* [INSTRUCTIONS FOR THE TASK]
Please repeat the rows below word for word, starting at the row that contains "Each instance receives one keypoint. Mark the brass" and ending at the final row.
---------- DATA SUPPLIED
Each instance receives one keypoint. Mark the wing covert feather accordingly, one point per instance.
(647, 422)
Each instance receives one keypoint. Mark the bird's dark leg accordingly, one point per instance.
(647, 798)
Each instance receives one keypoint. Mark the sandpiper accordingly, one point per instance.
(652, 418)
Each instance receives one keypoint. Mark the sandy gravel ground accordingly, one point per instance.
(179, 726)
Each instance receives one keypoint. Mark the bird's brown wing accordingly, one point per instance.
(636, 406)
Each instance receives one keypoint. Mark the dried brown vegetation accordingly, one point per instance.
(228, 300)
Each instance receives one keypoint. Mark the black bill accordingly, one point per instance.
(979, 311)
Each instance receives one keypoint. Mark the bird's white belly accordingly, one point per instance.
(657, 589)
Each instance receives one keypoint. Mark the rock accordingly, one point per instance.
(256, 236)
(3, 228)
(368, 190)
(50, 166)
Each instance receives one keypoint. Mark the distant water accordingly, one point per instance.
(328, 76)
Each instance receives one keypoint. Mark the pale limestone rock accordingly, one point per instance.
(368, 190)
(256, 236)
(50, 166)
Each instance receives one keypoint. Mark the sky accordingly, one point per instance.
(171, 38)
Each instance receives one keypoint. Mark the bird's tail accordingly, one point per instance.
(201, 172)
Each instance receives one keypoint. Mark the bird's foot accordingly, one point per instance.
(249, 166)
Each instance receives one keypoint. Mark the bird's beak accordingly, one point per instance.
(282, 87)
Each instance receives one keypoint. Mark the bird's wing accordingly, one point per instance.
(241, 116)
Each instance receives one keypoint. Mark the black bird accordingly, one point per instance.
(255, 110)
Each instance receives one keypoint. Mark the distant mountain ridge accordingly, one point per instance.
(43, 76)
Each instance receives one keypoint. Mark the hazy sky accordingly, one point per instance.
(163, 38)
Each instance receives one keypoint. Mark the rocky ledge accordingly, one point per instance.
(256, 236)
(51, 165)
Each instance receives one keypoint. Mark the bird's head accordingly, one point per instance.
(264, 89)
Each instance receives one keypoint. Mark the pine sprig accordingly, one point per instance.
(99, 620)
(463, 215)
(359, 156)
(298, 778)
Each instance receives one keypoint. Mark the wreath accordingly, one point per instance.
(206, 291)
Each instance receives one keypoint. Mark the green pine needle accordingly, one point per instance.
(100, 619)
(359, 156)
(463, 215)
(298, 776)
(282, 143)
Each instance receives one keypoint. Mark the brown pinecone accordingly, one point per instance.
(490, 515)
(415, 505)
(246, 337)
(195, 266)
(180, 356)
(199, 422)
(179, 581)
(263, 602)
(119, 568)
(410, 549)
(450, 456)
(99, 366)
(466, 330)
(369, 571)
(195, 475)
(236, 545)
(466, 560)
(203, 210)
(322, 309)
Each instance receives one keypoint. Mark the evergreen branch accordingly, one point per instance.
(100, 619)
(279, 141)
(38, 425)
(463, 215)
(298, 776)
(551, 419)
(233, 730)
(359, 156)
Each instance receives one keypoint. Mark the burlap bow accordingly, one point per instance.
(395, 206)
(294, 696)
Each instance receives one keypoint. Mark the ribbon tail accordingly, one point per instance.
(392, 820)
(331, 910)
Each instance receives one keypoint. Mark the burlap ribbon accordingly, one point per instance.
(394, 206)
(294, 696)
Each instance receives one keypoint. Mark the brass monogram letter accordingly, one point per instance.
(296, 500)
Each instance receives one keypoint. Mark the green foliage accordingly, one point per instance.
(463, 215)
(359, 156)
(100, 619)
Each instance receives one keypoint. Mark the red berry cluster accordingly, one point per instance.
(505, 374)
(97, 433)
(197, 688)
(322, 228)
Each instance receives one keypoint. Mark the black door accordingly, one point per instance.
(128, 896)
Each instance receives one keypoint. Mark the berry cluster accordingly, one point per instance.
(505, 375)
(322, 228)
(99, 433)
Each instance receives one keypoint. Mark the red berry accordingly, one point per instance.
--------------------
* [CORRECT ANSWER]
Each instance receives one keypoint. Mark the brass monogram letter accordingly, one point per instance.
(296, 500)
Each instance receives one keypoint. Mark the green foliage accordingly, one point per instance.
(463, 215)
(359, 156)
(100, 619)
Each instance receives one keypoint. Mark the red berry cluster accordingly, one point per instance.
(505, 374)
(97, 433)
(197, 688)
(322, 228)
Each instance receives one keypoint. Mark the black door accordingly, one point per instance.
(128, 896)
Each instance receives one keypoint. Mark the berry cluster accordingly, one point per instance.
(505, 375)
(322, 228)
(99, 433)
Each instance receives one keypoint. Mark the red berry accordingly, one point per instance.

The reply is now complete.